### Exercise brief
What is needed is a word-for-word transcription of every record below.

### Source material
+--

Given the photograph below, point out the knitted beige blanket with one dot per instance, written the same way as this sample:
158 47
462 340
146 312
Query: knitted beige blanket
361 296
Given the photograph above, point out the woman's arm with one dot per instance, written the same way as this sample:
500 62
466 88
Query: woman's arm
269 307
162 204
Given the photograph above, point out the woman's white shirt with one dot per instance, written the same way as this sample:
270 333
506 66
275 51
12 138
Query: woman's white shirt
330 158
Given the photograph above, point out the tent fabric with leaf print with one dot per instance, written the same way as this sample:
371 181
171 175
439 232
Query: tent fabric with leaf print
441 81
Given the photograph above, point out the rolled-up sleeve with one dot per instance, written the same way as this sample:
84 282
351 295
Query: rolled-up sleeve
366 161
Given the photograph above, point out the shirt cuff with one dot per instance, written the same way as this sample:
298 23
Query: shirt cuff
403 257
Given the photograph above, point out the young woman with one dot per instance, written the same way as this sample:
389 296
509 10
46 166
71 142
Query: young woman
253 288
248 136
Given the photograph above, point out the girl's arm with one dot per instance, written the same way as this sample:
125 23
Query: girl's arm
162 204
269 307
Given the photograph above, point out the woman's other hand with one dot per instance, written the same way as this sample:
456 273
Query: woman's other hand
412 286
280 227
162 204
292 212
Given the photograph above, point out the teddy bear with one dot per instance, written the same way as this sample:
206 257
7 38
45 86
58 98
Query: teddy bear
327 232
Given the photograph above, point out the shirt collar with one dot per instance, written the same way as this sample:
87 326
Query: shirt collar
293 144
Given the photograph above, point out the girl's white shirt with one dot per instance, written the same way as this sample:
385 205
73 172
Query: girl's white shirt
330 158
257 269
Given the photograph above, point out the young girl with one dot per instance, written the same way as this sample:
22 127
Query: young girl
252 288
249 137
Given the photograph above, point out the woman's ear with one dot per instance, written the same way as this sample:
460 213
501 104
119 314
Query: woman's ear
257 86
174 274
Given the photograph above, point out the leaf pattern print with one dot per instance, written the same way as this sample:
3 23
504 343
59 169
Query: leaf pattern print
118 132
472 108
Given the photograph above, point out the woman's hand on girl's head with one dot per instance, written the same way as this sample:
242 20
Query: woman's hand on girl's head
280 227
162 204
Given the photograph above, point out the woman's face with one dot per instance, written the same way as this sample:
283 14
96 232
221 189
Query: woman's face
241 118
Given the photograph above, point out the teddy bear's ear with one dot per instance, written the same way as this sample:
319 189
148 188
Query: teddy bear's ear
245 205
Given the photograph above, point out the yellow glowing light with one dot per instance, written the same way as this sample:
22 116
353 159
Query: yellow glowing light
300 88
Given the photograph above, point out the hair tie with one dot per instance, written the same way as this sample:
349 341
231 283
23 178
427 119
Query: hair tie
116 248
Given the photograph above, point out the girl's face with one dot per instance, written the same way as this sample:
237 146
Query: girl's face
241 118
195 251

+--

### Exercise answer
Given the photograph below, point out the knitted beige blanket with one dot per instance, written the same way as this sample:
158 47
462 340
146 312
Query: knitted beige blanket
361 296
Given the photograph above, point out the woman's arm with one dot per instance, written the same way as this sample:
500 62
466 88
Query: woman's arm
269 307
162 204
Given the photograph above, point out the woman's white shirt with one dot per instance, written the same way as this sample:
270 333
506 66
275 51
12 138
Query: woman's white shirt
330 158
Given the photograph above, point out the tent fabric with leaf print with one dot per instance, written the same way as this sample:
371 181
171 175
439 232
Query: tent fabric with leaf print
441 81
Given the photograph above, point out the rolled-up sleeve with one dot per instance, written the same way as this sample:
84 282
351 295
Query: rolled-up sleeve
366 161
Given the photograph above, point out the shirt cuff with one dot per instance, written the same way as this sample:
298 23
Query: shirt cuff
403 257
Given the photograph above, point out the young woman with one dot per instance, written the same way as this sample:
389 296
509 10
46 166
71 142
Query: young woman
253 288
248 136
Given the photograph above, point out the girl's arm with one dot per instance, written the same way as this sample:
125 23
Query: girl's arm
162 204
269 307
Given the photograph above, point out the woman's other hand with one dot per instance, written the same way as this sample:
456 273
Query: woman's other hand
412 286
280 227
162 204
292 212
Given the photograph above, point out the teddy bear with one dot per instance, written the same way as this sample:
206 257
7 38
45 86
58 98
Query: teddy bear
327 232
Given the photograph above, point out the shirt collar with one dot per instance, written the same way as this sample:
87 326
Query: shirt collar
293 144
Given the photograph above, point out the girl's white shirt with one dot per instance, written the same way as this sample:
385 205
73 172
Query: girl's white shirt
330 158
257 269
Given the photograph above, point out the young girl with one dot per instance, written the same way as this sample:
22 127
Query: young girl
252 288
249 137
Given the photograph above, point out the woman's ear with one dot per instance, written the same way as this sample:
460 213
501 104
119 314
Query: woman's ear
257 86
174 274
Given the photograph above, point out the leaf pattern print with one dot per instance, written the same way as this sample:
3 23
504 343
59 169
Query: leaf pattern print
118 132
472 108
Given the photograph above, point out the woman's hand on girl's head with one dot per instance, written the same way as this sample:
242 20
Query: woman's hand on girl's head
280 227
162 204
Given the photograph above, point out the woman's face with one dot per instance, written the same way as this sample:
283 14
96 232
221 189
Query: woman's face
241 118
Given the photograph above, point out the teddy bear's ear with one dot per instance, written the same way as this sample:
319 189
148 188
Query: teddy bear's ear
245 205
Given the photograph above, point out the yellow glowing light with one dot per instance, written the same way as this sample:
22 116
353 159
Query: yellow glowing light
300 88
Given the photograph above, point out the hair tie with one dot per instance, written the same way as this sample:
349 341
231 283
23 178
427 119
Query: hair tie
116 248
Given the photograph above, point out the girl's face with one dot per instance, written the same way as this sample:
237 146
Query: girl's face
241 118
195 251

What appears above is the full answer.